Dem über 180 Seiten starken Bericht zufolge fanden sämtliche 341 Verkehrsdatenabfragen und Ortungen von Mobiltelefonen zur Standortbestimmung von verdächtigen oder gefährdeten Personen statt, in fast allen Fällen durch Abfrage der entsprechenden Geodaten bei den Telekommunikationsanbietern. Veränderungen haben sich vor allem durch das Urteil des Bundesverfassungsgerichts vom 2.3.2010 zur Vorratsdatenspeicherung ergeben. Beispielsweise habe sich die Relation von präventiven Verkehrsdatenabfragen nach § 33b BbgPolG und repressiven Abfragen nach § 100g StPO von 2009 (1:5) bis 2010 (1:1) deutlich verschoben. Als Ursache nennen die Forscher einen deutlichen Rückgang der repressiven Verkehrsdatenabfragen von 555 richterlichen Anordnungen nach § 100g StPO in 2009 auf weniger als die Hälfte im Jahr 2010, während die Zahl der Abfragen nach § 33b BbgPolG gleichgeblieben sei.

_____

*Aufgaben*
1. Schreiben Sie aus dem Textauszug die Passage von „Dem über 180“ bis einschließlich „BbgPolG gleichgeblieben sei.“ wortgetreu ab.
2. Fassen Sie den Absatz des Textauszugs, der mit „Dem über 180 Seiten starken Bericht zufolge“ beginnt, als knappe Stichpunktliste zusammen und behalten Sie dabei die wesentlichen Fakten bei.
Die Daten spielen hierfür keine Rolle.

*Gesammeltes Material*
_____

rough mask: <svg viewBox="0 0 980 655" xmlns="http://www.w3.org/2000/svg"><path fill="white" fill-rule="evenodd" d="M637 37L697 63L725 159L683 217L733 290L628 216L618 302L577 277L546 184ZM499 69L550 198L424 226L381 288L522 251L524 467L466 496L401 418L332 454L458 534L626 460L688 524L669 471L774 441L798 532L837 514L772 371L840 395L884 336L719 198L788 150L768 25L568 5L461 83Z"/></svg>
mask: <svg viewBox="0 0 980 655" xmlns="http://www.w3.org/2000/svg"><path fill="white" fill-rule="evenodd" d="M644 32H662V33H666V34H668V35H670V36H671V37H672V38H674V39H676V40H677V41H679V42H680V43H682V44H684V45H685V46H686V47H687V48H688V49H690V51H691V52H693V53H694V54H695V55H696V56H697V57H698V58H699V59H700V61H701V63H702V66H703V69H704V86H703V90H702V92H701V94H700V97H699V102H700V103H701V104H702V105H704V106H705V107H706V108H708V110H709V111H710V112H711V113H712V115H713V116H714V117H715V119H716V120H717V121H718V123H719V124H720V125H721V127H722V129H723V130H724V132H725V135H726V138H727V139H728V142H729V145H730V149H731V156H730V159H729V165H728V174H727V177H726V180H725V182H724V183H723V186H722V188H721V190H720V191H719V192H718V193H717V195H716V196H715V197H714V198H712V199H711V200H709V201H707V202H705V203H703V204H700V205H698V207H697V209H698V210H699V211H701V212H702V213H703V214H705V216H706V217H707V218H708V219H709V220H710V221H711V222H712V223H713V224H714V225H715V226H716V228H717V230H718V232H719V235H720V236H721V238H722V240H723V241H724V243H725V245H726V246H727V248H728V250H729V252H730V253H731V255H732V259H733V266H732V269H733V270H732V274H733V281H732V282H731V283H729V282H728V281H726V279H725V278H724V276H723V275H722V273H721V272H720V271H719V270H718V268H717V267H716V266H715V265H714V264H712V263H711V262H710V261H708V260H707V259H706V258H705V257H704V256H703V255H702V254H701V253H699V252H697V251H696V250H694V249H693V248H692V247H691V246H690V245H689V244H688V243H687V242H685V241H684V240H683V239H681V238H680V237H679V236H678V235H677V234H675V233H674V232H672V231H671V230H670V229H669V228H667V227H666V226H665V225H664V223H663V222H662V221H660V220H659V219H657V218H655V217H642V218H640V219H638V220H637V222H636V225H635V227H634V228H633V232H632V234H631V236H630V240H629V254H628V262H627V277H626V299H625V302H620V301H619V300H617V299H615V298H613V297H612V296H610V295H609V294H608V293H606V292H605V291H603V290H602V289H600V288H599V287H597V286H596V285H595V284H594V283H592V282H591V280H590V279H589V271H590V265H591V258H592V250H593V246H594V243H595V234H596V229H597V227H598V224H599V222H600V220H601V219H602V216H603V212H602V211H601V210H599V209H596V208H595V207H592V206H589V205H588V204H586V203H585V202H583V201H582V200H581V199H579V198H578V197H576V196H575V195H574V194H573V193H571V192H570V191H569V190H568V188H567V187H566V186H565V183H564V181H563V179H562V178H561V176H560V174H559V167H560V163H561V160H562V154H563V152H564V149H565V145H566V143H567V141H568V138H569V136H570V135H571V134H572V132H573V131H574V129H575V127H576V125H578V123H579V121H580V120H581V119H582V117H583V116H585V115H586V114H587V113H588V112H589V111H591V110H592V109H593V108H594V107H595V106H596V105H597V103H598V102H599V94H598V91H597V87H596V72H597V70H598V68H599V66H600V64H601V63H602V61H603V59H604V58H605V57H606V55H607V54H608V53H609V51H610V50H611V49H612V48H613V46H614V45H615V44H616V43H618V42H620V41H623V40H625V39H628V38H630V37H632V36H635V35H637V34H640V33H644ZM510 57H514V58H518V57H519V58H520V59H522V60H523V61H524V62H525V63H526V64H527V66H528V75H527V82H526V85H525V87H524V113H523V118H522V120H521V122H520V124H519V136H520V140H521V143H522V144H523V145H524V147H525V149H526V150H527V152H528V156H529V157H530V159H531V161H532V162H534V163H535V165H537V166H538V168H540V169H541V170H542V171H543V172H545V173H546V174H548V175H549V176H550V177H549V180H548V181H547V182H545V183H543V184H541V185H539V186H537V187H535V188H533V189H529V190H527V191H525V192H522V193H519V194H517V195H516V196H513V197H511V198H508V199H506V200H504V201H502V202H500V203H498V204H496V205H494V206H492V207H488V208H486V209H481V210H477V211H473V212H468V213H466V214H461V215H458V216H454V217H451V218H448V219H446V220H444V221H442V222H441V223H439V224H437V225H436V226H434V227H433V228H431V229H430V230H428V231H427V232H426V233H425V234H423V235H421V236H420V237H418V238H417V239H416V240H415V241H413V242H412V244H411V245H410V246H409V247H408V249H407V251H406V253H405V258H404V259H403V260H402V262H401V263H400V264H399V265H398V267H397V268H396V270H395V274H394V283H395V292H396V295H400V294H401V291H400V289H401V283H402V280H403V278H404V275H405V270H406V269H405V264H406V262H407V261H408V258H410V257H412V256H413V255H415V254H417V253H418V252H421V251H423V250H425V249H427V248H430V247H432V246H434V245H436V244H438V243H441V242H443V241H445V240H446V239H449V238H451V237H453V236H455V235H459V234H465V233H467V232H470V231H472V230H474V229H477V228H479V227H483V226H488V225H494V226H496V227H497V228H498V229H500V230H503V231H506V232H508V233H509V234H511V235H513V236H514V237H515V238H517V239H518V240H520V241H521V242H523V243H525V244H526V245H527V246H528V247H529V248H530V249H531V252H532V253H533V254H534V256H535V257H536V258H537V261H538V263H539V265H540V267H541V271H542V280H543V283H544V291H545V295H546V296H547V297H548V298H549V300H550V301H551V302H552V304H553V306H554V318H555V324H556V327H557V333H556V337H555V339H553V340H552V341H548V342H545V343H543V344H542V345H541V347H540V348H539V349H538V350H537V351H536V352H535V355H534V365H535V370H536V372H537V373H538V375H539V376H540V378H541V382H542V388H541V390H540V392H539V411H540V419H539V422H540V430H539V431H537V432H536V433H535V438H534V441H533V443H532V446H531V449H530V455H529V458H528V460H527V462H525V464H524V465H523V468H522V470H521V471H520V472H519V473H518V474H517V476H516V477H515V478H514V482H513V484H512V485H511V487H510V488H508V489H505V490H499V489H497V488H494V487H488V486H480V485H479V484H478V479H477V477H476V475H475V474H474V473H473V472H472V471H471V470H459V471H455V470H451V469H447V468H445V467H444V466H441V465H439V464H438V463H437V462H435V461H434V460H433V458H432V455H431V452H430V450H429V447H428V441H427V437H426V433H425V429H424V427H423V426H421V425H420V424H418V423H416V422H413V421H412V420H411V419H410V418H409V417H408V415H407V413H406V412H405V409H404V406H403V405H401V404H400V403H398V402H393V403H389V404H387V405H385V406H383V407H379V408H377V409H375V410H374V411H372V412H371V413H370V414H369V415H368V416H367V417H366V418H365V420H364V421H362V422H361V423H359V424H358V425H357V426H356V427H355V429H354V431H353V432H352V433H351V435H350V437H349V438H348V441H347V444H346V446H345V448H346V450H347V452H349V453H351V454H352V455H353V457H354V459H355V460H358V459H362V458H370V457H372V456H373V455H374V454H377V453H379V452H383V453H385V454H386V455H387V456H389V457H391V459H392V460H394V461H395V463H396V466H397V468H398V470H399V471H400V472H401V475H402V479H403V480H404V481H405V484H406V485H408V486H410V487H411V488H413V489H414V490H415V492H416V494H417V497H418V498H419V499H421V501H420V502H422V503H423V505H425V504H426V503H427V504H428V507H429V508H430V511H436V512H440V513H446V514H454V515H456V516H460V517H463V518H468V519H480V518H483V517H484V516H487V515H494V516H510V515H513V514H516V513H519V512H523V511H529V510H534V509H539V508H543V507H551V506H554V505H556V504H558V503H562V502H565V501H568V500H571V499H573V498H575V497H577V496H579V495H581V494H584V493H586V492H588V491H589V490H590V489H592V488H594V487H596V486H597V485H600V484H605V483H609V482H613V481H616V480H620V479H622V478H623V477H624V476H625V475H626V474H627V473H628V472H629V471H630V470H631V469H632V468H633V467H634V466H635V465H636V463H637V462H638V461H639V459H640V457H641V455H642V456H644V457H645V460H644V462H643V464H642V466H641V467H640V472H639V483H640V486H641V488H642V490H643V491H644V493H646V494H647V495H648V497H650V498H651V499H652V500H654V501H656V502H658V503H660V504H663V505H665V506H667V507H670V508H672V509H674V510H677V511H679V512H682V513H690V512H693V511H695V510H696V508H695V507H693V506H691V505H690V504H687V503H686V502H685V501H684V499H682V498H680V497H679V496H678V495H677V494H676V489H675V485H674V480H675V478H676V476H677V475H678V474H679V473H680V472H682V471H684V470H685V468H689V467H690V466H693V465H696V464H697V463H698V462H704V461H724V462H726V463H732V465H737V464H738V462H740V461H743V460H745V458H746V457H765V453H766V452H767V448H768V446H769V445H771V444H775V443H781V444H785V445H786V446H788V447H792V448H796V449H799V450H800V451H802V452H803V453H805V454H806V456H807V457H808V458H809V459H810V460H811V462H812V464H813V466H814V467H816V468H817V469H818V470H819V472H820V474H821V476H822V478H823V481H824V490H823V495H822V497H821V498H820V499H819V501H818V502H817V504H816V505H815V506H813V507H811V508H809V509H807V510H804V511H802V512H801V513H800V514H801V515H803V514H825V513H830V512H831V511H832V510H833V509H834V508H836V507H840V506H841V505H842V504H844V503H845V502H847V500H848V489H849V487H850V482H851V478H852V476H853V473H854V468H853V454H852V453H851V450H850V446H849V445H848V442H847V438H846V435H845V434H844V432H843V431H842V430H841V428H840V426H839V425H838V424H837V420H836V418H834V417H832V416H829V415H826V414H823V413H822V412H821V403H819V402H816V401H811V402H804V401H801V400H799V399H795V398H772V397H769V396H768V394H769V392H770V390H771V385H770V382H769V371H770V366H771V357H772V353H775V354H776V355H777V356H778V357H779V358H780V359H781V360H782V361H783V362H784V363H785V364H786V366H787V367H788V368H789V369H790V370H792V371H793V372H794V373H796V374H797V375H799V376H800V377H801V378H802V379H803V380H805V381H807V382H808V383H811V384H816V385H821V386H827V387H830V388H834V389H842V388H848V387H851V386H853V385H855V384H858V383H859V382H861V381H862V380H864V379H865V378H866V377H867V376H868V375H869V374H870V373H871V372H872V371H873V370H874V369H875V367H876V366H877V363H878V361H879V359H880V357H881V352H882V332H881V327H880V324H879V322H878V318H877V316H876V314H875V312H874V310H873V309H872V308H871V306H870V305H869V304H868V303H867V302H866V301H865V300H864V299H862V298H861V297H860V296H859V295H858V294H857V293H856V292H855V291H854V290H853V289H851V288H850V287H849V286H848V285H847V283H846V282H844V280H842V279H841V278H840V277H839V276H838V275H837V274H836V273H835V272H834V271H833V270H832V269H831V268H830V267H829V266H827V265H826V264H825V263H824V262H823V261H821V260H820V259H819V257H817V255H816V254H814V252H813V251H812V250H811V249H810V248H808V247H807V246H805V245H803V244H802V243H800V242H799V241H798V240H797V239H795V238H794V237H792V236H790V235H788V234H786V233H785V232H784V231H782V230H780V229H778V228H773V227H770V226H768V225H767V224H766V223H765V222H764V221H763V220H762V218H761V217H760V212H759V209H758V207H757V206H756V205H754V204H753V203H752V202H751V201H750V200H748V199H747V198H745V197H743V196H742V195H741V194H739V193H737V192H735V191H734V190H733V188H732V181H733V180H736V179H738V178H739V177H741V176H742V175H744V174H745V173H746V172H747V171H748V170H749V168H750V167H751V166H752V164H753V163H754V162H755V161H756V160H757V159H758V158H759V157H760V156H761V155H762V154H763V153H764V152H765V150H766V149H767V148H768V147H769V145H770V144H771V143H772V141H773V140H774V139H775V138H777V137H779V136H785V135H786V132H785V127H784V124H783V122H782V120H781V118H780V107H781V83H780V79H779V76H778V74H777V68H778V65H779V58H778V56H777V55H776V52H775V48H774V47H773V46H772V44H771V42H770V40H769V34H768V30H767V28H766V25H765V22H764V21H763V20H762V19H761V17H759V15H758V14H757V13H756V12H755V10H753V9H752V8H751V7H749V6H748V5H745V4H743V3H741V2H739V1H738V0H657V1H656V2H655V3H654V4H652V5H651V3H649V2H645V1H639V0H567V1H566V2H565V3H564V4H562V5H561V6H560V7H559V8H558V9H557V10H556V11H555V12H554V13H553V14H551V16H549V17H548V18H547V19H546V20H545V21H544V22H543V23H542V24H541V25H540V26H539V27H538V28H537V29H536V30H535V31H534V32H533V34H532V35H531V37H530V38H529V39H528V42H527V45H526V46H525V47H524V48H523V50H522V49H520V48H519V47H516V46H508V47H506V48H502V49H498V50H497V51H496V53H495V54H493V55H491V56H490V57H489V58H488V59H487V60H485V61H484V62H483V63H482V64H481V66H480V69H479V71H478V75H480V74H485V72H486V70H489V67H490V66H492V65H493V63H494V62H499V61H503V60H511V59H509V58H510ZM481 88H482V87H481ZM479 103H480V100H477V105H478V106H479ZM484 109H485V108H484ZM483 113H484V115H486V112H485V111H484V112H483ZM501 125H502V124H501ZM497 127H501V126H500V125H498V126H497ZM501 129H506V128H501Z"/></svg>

_____

*Lösungen*
1.
Dem über 180 Seiten starken Bericht zufolge fanden sämtliche 341 Verkehrsdatenabfragen und Ortungen von Mobiltelefonen zur Standortbestimmung von verdächtigen oder gefährdeten Personen statt, in fast allen Fällen durch Abfrage der entsprechenden Geodaten bei den Telekommunikationsanbietern. Veränderungen haben sich vor allem durch das Urteil des Bundesverfassungsgerichts vom 2.3.2010 zur Vorratsdatenspeicherung ergeben. Beispielsweise habe sich die Relation von präventiven Verkehrsdatenabfragen nach § 33b BbgPolG und repressiven Abfragen nach § 100g StPO von 2009 (1:5) bis 2010 (1:1) deutlich verschoben. Als Ursache nennen die Forscher einen deutlichen Rückgang der repressiven Verkehrsdatenabfragen von 555 richterlichen Anordnungen nach § 100g StPO in 2009 auf weniger als die Hälfte im Jahr 2010, während die Zahl der Abfragen nach § 33b BbgPolG gleichgeblieben sei.

2.
- Bericht mit über 180 Seiten: Alle 341 Verkehrsdatenabfragen und Handyortungen dienten der Standortbestimmung verdächtiger oder gefährdeter Personen, fast immer durch Abfrage von Geodaten bei den Telekommunikationsanbietern.
- Veränderungen vor allem durch das Urteil des Bundesverfassungsgerichts vom 2.3.2010 zur Vorratsdatenspeicherung.
- Verhältnis präventiver Abfragen (§ 33b BbgPolG) zu repressiven Abfragen (§ 100g StPO): 2009 bei 1:5, 2010 bei 1:1.
- Ursache laut den Forschern: Die repressiven Abfragen sanken von 555 richterlichen Anordnungen nach § 100g StPO im Jahr 2009 auf weniger als die Hälfte im Jahr 2010; die Zahl der Abfragen nach § 33b BbgPolG blieb gleich.